*Records for the task:*
/---
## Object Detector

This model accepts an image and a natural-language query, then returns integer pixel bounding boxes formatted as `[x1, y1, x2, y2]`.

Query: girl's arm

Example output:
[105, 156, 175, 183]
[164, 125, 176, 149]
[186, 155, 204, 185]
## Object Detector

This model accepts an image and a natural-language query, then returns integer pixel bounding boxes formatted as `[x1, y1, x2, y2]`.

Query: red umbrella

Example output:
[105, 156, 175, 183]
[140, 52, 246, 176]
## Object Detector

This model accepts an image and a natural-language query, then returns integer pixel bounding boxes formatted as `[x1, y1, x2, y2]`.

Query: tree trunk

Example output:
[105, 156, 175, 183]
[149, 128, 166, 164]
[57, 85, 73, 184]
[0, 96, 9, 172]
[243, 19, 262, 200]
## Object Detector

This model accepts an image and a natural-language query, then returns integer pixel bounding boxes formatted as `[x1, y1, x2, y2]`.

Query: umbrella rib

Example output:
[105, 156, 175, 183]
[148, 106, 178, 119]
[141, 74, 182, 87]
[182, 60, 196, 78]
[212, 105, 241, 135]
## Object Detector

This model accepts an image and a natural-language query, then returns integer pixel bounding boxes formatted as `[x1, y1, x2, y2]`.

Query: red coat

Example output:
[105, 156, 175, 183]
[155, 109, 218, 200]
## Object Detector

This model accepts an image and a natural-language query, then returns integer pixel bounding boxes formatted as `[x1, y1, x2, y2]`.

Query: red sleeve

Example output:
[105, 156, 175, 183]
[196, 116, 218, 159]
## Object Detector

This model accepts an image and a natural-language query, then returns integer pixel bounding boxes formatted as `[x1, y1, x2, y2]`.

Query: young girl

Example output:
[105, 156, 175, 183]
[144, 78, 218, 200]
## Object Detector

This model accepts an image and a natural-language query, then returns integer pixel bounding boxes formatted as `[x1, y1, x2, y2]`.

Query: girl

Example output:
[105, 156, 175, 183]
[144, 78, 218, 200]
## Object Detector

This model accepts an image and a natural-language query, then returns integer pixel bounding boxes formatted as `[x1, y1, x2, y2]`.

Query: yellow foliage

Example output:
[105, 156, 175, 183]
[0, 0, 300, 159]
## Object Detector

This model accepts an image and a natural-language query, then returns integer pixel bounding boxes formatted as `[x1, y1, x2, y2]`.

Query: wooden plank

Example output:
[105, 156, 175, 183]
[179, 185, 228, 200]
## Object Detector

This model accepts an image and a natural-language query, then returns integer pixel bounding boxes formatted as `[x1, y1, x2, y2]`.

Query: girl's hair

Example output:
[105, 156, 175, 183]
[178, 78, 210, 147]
\---
Extract every line of the data above that contains the string "girl", copying each such line without alteration.

Query: girl's arm
Query: young girl
Query: girl
Query: girl's hair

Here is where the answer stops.